▶ TASKS AND EXERCISES
• 1. According to the thread on the entropy of English below, what did Shannon base his entropy estimate on instead of isolated symbols?
• 2. Continue the thread on the entropy of English below, picking up after its last sentence.

▶ PASSAGE
╔══

Reputation: 111
How to find out the entropy of the English language by using isolated symbol probabilities of the language?
Upvotes: 10
Views: 10859
Reputation: 69997
If we define 'isolated symbol probabilities' in the way it's done in this SO answer, we would have to do the following:
Obtain a representative sample of English text (perhaps a carefully selected corpus of news articles, blog posts, some scientific articles and some personal letters), as large as possible
Iterate through its characters and count the frequency of occurrence of each of them
Use the frequency, divided by the total number of characters, as estimate for each character's probability
Calculate the average length in bits of each character by multiplying its probability with the negative logarithm of that same probability (the base-2 logarithm if we want the unit of entropy to be bit)
Take the sum of all average lengths of all characters. That is the result.
Caveats:
This isolated-symbols entropy is not what is usually referred to as Shannon's entropy estimate for English. Shannon based the entropy on conditional n-gram probabilities, rather than isolated symbols, and his famous 1950 paper is largely about how to determine the optimal n.
Most people who try to estimate the entropy of English exclude punctuation characters and normalise all text to lowercase.
The above assumes that a symbol is defined as a character (or letter) of English. You could do a similar thing for entire words, or other units of text.

╚══

▶ EXCERPTED DATA
╔══

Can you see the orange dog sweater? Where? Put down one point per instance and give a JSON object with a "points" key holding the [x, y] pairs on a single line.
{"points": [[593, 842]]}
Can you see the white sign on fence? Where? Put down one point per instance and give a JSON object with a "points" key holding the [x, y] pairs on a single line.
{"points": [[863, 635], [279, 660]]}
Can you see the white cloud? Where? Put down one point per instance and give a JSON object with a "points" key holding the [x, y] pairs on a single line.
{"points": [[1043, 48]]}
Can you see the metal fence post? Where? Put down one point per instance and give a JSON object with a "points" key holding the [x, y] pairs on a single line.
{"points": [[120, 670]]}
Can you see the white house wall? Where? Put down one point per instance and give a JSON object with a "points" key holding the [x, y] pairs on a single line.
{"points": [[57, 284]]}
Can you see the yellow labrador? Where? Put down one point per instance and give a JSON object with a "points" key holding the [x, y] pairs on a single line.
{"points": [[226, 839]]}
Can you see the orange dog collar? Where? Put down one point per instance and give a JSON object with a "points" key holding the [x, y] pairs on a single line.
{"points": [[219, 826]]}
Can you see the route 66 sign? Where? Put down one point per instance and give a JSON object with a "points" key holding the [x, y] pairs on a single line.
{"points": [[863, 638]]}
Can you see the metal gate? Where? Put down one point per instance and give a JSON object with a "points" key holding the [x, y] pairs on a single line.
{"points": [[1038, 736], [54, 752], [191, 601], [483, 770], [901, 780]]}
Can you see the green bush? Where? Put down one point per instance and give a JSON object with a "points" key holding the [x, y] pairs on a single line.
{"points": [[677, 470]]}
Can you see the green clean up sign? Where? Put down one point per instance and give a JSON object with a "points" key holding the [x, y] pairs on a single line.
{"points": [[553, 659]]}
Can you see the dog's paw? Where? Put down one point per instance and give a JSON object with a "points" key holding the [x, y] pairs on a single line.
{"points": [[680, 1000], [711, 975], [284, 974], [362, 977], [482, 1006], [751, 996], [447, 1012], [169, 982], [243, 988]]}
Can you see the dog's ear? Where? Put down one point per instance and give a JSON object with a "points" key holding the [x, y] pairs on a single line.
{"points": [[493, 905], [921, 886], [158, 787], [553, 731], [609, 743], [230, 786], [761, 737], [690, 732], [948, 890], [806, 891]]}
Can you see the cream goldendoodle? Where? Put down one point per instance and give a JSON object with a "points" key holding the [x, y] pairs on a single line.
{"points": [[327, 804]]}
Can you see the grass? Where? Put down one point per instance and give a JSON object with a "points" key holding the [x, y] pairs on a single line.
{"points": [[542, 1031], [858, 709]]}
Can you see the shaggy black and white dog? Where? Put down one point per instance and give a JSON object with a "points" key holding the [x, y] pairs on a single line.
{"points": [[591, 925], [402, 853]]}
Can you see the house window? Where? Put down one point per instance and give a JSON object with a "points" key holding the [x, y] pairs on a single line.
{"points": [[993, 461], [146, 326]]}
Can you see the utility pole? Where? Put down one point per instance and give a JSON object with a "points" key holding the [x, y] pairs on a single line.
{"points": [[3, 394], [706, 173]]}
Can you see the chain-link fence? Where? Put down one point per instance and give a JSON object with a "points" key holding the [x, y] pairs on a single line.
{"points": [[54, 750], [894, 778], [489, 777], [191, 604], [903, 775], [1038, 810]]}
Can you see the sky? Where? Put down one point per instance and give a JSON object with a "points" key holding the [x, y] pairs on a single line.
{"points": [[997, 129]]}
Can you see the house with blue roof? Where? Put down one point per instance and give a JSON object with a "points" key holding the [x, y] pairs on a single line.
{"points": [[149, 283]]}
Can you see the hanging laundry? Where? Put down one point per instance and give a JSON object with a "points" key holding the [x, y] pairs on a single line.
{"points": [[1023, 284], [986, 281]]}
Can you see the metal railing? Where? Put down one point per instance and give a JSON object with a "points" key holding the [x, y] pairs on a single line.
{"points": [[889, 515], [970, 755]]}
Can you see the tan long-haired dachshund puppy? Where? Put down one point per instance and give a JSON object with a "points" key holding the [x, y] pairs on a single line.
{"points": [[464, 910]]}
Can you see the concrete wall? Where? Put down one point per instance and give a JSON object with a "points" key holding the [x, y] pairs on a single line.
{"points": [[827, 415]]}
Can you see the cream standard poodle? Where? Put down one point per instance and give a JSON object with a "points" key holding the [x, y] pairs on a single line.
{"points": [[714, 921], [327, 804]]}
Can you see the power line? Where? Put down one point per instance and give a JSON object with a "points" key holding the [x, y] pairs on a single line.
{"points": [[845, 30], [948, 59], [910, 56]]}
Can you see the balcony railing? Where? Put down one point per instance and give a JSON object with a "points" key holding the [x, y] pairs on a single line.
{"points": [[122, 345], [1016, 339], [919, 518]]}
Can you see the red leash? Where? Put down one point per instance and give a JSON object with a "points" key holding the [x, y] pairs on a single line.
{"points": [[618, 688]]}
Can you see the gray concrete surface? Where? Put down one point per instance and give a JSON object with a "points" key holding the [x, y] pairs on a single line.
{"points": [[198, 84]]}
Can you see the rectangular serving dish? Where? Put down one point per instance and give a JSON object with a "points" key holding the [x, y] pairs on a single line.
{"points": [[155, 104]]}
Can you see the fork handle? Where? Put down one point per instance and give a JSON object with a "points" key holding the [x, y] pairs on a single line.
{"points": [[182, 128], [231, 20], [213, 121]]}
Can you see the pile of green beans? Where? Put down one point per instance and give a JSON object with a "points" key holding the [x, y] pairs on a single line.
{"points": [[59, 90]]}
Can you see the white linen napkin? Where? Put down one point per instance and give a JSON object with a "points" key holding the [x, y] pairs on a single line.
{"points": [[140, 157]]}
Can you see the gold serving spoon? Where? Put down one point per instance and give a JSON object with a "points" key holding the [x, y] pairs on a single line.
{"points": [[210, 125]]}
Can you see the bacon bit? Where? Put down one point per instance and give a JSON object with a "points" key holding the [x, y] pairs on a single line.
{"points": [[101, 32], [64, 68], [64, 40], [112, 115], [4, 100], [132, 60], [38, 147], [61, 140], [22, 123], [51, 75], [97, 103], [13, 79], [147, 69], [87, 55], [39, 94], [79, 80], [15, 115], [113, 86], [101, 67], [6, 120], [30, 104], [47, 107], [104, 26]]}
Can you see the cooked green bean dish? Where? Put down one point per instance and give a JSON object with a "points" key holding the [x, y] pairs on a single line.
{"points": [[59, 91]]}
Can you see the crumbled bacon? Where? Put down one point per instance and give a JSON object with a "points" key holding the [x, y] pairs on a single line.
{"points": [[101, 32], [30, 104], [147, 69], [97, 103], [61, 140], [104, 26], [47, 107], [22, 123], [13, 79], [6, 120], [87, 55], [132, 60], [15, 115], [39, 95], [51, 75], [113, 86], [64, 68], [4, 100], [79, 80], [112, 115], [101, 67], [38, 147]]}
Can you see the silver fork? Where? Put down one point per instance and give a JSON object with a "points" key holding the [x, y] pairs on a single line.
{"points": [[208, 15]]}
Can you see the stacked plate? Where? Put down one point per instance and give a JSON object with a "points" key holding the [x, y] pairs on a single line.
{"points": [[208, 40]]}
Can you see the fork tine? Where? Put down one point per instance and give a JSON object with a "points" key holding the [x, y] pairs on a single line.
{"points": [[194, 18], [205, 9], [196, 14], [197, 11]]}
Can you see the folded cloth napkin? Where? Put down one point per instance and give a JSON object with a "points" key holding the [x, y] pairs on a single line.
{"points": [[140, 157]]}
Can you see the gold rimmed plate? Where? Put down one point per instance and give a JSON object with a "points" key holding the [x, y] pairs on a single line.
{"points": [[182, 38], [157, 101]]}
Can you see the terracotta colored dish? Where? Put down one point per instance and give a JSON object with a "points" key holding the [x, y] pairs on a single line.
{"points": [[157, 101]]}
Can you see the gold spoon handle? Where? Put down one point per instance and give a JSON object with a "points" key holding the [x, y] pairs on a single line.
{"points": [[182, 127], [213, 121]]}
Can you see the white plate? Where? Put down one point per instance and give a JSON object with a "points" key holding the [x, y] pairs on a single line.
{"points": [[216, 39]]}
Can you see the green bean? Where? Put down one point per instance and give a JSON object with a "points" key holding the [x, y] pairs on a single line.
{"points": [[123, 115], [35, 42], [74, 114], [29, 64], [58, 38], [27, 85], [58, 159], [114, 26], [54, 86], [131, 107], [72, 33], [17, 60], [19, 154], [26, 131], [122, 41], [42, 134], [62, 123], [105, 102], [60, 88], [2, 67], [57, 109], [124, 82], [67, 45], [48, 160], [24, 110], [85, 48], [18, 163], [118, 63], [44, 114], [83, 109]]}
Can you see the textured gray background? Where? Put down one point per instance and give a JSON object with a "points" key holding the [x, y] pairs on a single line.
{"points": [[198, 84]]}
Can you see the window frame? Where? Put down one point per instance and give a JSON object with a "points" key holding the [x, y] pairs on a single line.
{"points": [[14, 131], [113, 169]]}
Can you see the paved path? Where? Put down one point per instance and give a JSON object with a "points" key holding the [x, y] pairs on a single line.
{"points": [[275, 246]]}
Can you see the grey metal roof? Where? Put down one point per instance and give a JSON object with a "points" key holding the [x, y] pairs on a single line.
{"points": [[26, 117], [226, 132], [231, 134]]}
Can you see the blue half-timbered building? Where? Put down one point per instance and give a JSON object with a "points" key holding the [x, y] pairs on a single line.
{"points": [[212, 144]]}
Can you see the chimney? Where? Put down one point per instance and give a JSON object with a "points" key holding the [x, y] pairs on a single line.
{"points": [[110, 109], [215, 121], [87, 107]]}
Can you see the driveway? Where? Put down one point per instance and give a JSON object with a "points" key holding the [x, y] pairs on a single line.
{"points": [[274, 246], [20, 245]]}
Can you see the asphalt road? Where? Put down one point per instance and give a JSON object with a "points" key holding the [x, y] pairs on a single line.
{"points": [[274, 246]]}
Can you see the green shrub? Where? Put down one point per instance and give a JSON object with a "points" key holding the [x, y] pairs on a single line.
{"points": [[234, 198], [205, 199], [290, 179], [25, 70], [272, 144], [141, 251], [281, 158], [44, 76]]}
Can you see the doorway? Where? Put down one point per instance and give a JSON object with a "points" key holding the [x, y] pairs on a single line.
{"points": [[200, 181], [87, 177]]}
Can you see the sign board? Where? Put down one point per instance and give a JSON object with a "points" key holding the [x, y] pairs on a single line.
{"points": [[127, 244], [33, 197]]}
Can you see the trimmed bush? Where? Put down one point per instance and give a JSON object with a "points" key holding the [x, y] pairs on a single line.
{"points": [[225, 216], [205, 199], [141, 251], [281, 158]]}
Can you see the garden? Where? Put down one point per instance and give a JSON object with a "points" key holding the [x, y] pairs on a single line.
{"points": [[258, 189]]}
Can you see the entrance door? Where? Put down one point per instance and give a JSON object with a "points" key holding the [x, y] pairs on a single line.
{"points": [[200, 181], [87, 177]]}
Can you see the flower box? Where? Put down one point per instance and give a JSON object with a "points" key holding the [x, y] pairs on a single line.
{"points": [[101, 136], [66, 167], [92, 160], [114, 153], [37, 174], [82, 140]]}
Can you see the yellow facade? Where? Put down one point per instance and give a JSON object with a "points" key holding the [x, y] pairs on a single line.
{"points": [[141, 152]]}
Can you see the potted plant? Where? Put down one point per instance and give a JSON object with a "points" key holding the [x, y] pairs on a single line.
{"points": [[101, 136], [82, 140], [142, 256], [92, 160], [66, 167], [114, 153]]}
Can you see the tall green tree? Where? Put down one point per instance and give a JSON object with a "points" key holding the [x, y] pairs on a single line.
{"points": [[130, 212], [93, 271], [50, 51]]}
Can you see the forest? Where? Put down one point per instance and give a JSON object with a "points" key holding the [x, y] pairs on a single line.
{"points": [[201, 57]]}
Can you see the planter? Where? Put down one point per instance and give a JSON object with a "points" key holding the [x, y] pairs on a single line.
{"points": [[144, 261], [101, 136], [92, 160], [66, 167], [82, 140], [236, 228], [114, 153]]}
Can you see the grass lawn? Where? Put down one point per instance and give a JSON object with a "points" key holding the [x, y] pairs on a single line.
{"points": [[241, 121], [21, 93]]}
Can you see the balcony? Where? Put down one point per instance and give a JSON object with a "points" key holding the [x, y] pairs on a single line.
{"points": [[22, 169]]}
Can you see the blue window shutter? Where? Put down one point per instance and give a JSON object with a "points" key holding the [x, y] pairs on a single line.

╚══

▶ THE REPLIES
• 1. Conditional n-gram probabilities.

• 2.
Code example:
Here is some Python code that implements the procedure described above. It normalises the text to lowercase and excludes punctuation and any other non-alphabetic, non-whitespace character. It assumes that you have put together a representative corpus of English and provide it (encoded as ASCII) on STDIN.
import re
import sys
from math import log
# Function to compute the base-2 logarithm of a floating point number.
def log2(number):
return log(number) / log(2)
# Function to normalise the text.
cleaner = re.compile('[^a-z]+')
def clean(text):
return cleaner.sub(' ',text)
# Dictionary for letter counts
letter_frequency = {}
# Read and normalise input text
text = clean(sys.stdin.read().lower().strip())
# Count letter frequencies
for letter in text:
if letter in letter_frequency:
letter_frequency[letter] += 1
else:
letter_frequency[letter] = 1
# Calculate entropy
length_sum = 0.0
for letter in letter_frequency:
probability = float(letter_frequency[letter]) / len(text)
length_sum += probability * log2(probability)
# Output
sys.stdout.write('Entropy: %f bits per character\n' % (-length_sum))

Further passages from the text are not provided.